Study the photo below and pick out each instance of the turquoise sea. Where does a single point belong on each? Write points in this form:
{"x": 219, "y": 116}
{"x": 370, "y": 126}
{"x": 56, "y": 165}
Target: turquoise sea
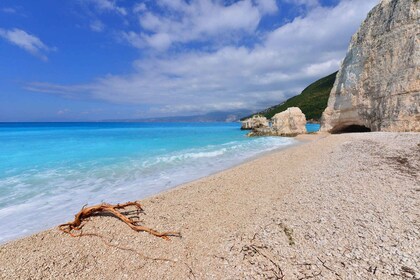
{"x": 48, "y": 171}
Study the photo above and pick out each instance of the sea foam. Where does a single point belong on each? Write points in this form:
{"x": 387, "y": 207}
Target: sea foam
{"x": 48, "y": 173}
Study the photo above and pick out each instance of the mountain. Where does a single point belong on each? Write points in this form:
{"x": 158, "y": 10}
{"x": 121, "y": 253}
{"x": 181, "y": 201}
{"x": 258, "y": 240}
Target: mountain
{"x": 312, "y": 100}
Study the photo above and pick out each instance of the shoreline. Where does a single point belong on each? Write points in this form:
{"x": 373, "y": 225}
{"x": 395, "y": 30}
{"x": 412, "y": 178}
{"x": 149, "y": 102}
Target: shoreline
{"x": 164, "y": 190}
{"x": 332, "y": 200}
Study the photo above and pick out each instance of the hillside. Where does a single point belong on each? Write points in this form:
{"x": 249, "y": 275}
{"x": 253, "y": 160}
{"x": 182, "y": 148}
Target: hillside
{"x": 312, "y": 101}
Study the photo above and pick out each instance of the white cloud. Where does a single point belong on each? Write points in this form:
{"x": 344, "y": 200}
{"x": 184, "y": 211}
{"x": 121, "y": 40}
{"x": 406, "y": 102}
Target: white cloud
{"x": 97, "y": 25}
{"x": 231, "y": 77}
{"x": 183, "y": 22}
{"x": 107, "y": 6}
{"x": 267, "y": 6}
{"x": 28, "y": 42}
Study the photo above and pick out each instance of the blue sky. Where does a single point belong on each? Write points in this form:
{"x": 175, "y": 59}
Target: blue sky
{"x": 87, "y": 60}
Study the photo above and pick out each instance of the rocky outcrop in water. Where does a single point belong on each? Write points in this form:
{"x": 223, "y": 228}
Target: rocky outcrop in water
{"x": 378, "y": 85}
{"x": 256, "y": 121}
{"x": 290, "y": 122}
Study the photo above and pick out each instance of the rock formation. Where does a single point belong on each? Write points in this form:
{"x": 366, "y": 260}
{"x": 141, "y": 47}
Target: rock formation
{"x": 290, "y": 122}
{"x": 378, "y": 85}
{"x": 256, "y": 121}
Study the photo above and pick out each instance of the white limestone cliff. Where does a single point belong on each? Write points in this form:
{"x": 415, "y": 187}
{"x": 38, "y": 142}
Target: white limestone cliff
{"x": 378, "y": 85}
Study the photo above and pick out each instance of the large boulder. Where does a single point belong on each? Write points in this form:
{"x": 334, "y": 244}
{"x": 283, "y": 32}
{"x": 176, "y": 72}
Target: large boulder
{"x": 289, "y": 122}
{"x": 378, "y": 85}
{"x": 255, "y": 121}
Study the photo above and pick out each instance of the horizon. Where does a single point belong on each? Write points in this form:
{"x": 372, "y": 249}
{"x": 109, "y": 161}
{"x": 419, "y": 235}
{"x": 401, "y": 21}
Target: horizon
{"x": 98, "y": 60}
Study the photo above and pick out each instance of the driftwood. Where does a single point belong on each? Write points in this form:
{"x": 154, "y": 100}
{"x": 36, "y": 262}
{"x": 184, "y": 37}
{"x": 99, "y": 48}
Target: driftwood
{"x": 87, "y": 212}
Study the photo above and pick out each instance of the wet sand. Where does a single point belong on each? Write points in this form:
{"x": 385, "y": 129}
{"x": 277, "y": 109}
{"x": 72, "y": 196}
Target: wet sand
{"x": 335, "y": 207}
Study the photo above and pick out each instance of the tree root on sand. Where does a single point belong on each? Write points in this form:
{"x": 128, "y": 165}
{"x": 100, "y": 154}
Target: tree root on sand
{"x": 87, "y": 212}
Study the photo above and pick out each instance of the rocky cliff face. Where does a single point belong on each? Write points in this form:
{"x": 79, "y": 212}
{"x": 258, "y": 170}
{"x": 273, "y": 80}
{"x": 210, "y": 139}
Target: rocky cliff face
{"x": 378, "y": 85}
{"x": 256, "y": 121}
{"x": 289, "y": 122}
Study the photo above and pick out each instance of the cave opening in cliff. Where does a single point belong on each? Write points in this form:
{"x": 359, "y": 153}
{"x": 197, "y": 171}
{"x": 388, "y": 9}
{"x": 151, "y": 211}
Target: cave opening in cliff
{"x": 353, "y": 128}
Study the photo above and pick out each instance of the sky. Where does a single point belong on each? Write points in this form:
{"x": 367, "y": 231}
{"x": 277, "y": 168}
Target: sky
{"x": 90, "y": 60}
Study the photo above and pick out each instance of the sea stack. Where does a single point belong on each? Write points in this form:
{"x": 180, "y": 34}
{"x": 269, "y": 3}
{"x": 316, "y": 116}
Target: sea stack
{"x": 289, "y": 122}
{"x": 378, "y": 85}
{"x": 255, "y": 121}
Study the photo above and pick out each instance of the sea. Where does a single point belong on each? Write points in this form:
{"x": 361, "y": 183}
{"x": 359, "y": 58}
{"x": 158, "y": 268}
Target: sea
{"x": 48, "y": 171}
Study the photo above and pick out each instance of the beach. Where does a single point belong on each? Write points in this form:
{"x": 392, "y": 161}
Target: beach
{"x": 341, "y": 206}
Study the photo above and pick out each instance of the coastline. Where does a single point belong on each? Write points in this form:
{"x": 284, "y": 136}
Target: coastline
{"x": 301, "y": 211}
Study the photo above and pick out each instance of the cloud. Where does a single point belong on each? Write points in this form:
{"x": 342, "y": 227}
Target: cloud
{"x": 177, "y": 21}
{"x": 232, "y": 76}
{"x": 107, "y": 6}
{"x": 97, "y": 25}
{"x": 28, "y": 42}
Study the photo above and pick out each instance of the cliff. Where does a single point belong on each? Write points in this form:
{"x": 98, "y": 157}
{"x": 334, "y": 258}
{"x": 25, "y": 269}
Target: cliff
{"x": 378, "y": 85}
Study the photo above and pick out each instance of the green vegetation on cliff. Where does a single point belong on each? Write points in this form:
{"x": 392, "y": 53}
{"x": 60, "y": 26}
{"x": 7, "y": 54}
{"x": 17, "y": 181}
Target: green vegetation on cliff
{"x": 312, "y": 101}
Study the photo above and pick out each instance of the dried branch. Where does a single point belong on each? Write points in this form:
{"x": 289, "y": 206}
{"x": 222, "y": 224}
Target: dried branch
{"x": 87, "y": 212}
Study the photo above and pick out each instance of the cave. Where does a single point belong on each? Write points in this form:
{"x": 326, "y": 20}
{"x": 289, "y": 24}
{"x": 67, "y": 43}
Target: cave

==*==

WORK INSTRUCTIONS: In the copy, include every entry above exactly and leave out each picture.

SOLUTION TO THIS PROBLEM:
Study the photo below and pick out each instance of the turquoise sea. Where does a single point belong on each? Write points in this form:
{"x": 219, "y": 116}
{"x": 370, "y": 126}
{"x": 56, "y": 165}
Target: turquoise sea
{"x": 48, "y": 171}
Study the photo above and pick out each instance of the sea foam. Where does a single point belong on each? Write points in this form:
{"x": 387, "y": 207}
Target: sea foam
{"x": 48, "y": 173}
Study the photo above and pick out each instance of the mountain. Where does a single point belong on each? Write points in this form:
{"x": 158, "y": 10}
{"x": 121, "y": 253}
{"x": 181, "y": 201}
{"x": 258, "y": 240}
Target: mountain
{"x": 312, "y": 100}
Study the photo above and pick out each instance of the shoreline. Where does a single point belong on each? Write points in this form:
{"x": 373, "y": 225}
{"x": 395, "y": 30}
{"x": 412, "y": 178}
{"x": 149, "y": 102}
Target: shoreline
{"x": 164, "y": 190}
{"x": 332, "y": 200}
Study the photo above and pick out each instance of the hillside. Where does a single point belong on each? Write points in this form:
{"x": 249, "y": 275}
{"x": 253, "y": 160}
{"x": 182, "y": 148}
Target: hillside
{"x": 312, "y": 101}
Study the photo above and pick out each instance of the white cloud. Where does a single point belong on each? Write points in this form:
{"x": 344, "y": 200}
{"x": 184, "y": 211}
{"x": 121, "y": 40}
{"x": 406, "y": 102}
Target: white cloud
{"x": 97, "y": 25}
{"x": 231, "y": 77}
{"x": 183, "y": 22}
{"x": 107, "y": 6}
{"x": 267, "y": 6}
{"x": 28, "y": 42}
Study the photo above and pick out each instance of the blue sky. Where does a single point belong on each? Write points in this form:
{"x": 175, "y": 59}
Target: blue sky
{"x": 87, "y": 60}
Study the photo above and pick out each instance of the rocky outcrop in water. Where does a single point belong on each? Write points in this form:
{"x": 223, "y": 228}
Target: rocky outcrop in water
{"x": 378, "y": 85}
{"x": 256, "y": 121}
{"x": 290, "y": 122}
Study the photo above and pick out each instance of the rock formation. Where does a single point belong on each? Write points in this form:
{"x": 366, "y": 260}
{"x": 141, "y": 47}
Target: rock formation
{"x": 290, "y": 122}
{"x": 378, "y": 85}
{"x": 256, "y": 121}
Study the photo above and pick out each instance of the white limestone cliff. Where does a single point belong on each? Write points in this form:
{"x": 415, "y": 187}
{"x": 38, "y": 142}
Target: white limestone cliff
{"x": 378, "y": 85}
Study the photo above and pick out each instance of the large boulder. Where does a single point belong on each? Write points in this form:
{"x": 334, "y": 244}
{"x": 283, "y": 32}
{"x": 176, "y": 72}
Target: large boulder
{"x": 289, "y": 122}
{"x": 378, "y": 85}
{"x": 255, "y": 121}
Study the photo above and pick out each instance of the horizon. Where does a single point belong on each? Write points in this form:
{"x": 372, "y": 249}
{"x": 109, "y": 161}
{"x": 419, "y": 235}
{"x": 401, "y": 21}
Target: horizon
{"x": 98, "y": 60}
Study the photo above and pick out each instance of the driftwood. Where does a single point belong on each? Write points in this form:
{"x": 154, "y": 100}
{"x": 36, "y": 262}
{"x": 184, "y": 37}
{"x": 99, "y": 48}
Target: driftwood
{"x": 87, "y": 212}
Study the photo above and pick out each instance of the wet sand. Where does a single point belong on each? Write points in this form:
{"x": 385, "y": 129}
{"x": 277, "y": 109}
{"x": 72, "y": 196}
Target: wet sand
{"x": 335, "y": 207}
Study the photo above and pick out each instance of the tree root on sand. Where does a single point belong on each? Write points in this form:
{"x": 128, "y": 165}
{"x": 100, "y": 154}
Target: tree root on sand
{"x": 87, "y": 212}
Study the photo above and pick out each instance of the rocky cliff face. Where does a single point belong on each? Write points in this form:
{"x": 79, "y": 212}
{"x": 258, "y": 170}
{"x": 273, "y": 80}
{"x": 210, "y": 139}
Target: rocky cliff face
{"x": 378, "y": 85}
{"x": 256, "y": 121}
{"x": 289, "y": 122}
Study the photo above and pick out each instance of the cave opening in cliff. Where does a single point belong on each? Write points in this form:
{"x": 359, "y": 153}
{"x": 197, "y": 171}
{"x": 388, "y": 9}
{"x": 151, "y": 211}
Target: cave opening in cliff
{"x": 353, "y": 128}
Study the photo above and pick out each instance of the sky. Where does a single point belong on each? Write points in this form:
{"x": 367, "y": 231}
{"x": 277, "y": 168}
Target: sky
{"x": 90, "y": 60}
Study the photo above and pick out each instance of the sea stack. Where does a single point belong on each? Write points in this form:
{"x": 180, "y": 34}
{"x": 269, "y": 3}
{"x": 316, "y": 116}
Target: sea stack
{"x": 289, "y": 122}
{"x": 378, "y": 85}
{"x": 255, "y": 121}
Study the photo above and pick out each instance of the sea. Where does a single point belong on each? Write points in this form:
{"x": 361, "y": 183}
{"x": 359, "y": 58}
{"x": 158, "y": 268}
Target: sea
{"x": 48, "y": 171}
Study the photo above and pick out each instance of the beach. Where does a single point belong on each? Write points in this form:
{"x": 392, "y": 161}
Target: beach
{"x": 341, "y": 206}
Study the photo above and pick out each instance of the coastline. Where does a single point belong on each? Write points in this form:
{"x": 284, "y": 136}
Target: coastline
{"x": 301, "y": 211}
Study the photo above and pick out each instance of the cloud. Where does a single point belong on each? Write points in this form:
{"x": 342, "y": 227}
Target: cloud
{"x": 177, "y": 21}
{"x": 232, "y": 76}
{"x": 107, "y": 6}
{"x": 97, "y": 25}
{"x": 28, "y": 42}
Study the photo above and pick out each instance of the cliff. Where does a single point belong on each? Write points in this form:
{"x": 98, "y": 157}
{"x": 334, "y": 258}
{"x": 25, "y": 269}
Target: cliff
{"x": 378, "y": 85}
Study the photo above and pick out each instance of the green vegetation on cliff. Where does a single point belong on each? Write points in this form:
{"x": 392, "y": 53}
{"x": 60, "y": 26}
{"x": 7, "y": 54}
{"x": 17, "y": 181}
Target: green vegetation on cliff
{"x": 312, "y": 101}
Study the photo above and pick out each instance of the dried branch. Where does a single point belong on each? Write points in this form:
{"x": 289, "y": 206}
{"x": 222, "y": 224}
Target: dried branch
{"x": 87, "y": 212}
Study the photo above and pick out each instance of the cave. Where does a single point belong on each? Write points in this form:
{"x": 326, "y": 20}
{"x": 289, "y": 24}
{"x": 67, "y": 43}
Target: cave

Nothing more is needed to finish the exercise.